WRITTEN EXERCISE 1
Reproduce the blog post on marriage, everything from "Last week Aaron" down to "he’d ever say.", substituting "ice" for "snow".

-- start TEXT SECTION --

LET LOVE BE SINCERE

LET LOVE BE SINCERE

Tuesday, April 15, 2014

On the Redefinition of marriage

WARNING:
This is one of them ones where I am going to have an opinion on things that hit pretty close to home for people. Read with caution, or skip.  If you decide to comment…as they say, ‘keep it classy!’

Last week Aaron and I got in a pretty gross fight. Truth be told, it's been a tough couple months. The cold and the snow have trapped me indoors, making me less than the happy spouse Aaron signed on to marry. I've been feeling like I could use a little more hand holding and nice words. He has been feeling like he could use a little more respect and honor. We've been missing each other a bit. But last week, after a pretty big fight, Aaron said it. Something I didn’t think he’d ever say.

"I don't know how much more I can take of this"

That was big, it cut deep. "What's that supposed to mean?" I yelled. We didn't speak the rest of the night. He left the next day in silence. In midmorning I called him and asked if he could come home at lunch, so we could talk. While the boys played on the floor we had a healing conversation. "You can never say things like that Aaron", I told him, and “you can never threaten to be done.” He reminded me I say things like that all the time! "It's different, you are my husband, we have three kids, being done can't even be an option!” I cried, a bit hysterical. Even though Aaron was sweet and understanding- there was a smile behind his eyes. "I wasn't talking about leaving you; I was done with you in the moment". I calmed down and remembered Aaron and I are in it for the long haul. It's going to take more than some hard times and a couple fights to break up our promise. We both fully understood on the day we were married what our covenant meant. Unlike most couples, we knew we weren't marrying each other's personality or physical characteristics.  On the day we were married, we committed to choosing the whole of each other for the good of each other with the possibility of children. Our marriage has not been redefined. Difficult? Yes. More challenging than we ever imaged? Yes. Re-definded? No.

I was watching "Keeping Up With the Kardashians" a few months back (because clearly, I only view quality television). The main couple, Bruce and Kris Jenner, announced their separation to their children.  One of the kids, Kim (of the infamous sex tape, with two, maybe three marriages already under her belt) stated her support, “We want you to be happy, and if you are not happy in your marriage, we support you leaving it”- The Kardashians, they have bought the redefinition of marriage.

A couple weeks ago, many of you read when Gwyneth Paltrow announced her separation from Chris Martin after more than a decade of marriage.  She didn’t call it separation though, or even divorce.  As I am sure you have heard by now, she called it a, ‘conscienceuncoupling’.  But wait, it gets better.  She went on to explain that marriage is kind of a stale institution.  SURE, it might have worked when people died at earlier ages, but now that we live so long, HECK!  It’s unnatural to spend 50-60 years with the same person.  My friend ERIN wrote a good piece on this.  Gwen and Chris, they've bought the redefinition of marriage.

-- end TEXT SECTION --
-- start RECORDS SHOWN --

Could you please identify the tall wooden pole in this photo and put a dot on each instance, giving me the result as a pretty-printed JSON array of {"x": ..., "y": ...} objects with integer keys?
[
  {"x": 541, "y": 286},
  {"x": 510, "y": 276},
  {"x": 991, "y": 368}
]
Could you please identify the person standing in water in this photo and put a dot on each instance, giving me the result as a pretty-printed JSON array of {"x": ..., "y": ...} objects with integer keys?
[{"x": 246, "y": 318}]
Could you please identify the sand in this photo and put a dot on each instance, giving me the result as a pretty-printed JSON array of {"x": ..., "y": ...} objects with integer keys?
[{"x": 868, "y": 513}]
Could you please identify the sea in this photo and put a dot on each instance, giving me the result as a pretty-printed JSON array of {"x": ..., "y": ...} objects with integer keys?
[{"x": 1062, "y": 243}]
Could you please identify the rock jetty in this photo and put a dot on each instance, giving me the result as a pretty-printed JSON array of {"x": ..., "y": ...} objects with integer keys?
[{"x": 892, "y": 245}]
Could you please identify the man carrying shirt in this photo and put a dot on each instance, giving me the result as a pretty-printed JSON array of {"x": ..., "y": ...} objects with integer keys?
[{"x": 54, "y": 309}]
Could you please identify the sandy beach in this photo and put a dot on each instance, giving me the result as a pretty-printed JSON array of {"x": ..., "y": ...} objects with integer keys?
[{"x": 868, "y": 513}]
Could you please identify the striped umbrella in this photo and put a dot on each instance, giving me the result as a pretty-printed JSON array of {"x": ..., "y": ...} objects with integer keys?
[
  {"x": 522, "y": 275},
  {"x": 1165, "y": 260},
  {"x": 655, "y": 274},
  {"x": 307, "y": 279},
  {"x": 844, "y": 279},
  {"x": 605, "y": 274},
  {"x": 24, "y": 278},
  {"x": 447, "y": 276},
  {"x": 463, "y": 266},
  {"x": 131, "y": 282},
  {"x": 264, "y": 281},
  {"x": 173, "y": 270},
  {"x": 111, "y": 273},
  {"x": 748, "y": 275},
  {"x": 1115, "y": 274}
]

-- end RECORDS SHOWN --

WRITTEN EXERCISE 2
Return each row above that contains the string "JSON".

EXERCISE SOLUTION 1
Last week Aaron and I got in a pretty gross fight. Truth be told, it's been a tough couple months. The cold and the ice have trapped me indoors, making me less than the happy spouse Aaron signed on to marry. I've been feeling like I could use a little more hand holding and nice words. He has been feeling like he could use a little more respect and honor. We've been missing each other a bit. But last week, after a pretty big fight, Aaron said it. Something I didn’t think he’d ever say.

EXERCISE SOLUTION 2
Could you please identify the tall wooden pole in this photo and put a dot on each instance, giving me the result as a pretty-printed JSON array of {"x": ..., "y": ...} objects with integer keys?
Could you please identify the person standing in water in this photo and put a dot on each instance, giving me the result as a pretty-printed JSON array of {"x": ..., "y": ...} objects with integer keys?
Could you please identify the sand in this photo and put a dot on each instance, giving me the result as a pretty-printed JSON array of {"x": ..., "y": ...} objects with integer keys?
Could you please identify the sea in this photo and put a dot on each instance, giving me the result as a pretty-printed JSON array of {"x": ..., "y": ...} objects with integer keys?
Could you please identify the rock jetty in this photo and put a dot on each instance, giving me the result as a pretty-printed JSON array of {"x": ..., "y": ...} objects with integer keys?
Could you please identify the man carrying shirt in this photo and put a dot on each instance, giving me the result as a pretty-printed JSON array of {"x": ..., "y": ...} objects with integer keys?
Could you please identify the sandy beach in this photo and put a dot on each instance, giving me the result as a pretty-printed JSON array of {"x": ..., "y": ...} objects with integer keys?
Could you please identify the striped umbrella in this photo and put a dot on each instance, giving me the result as a pretty-printed JSON array of {"x": ..., "y": ...} objects with integer keys?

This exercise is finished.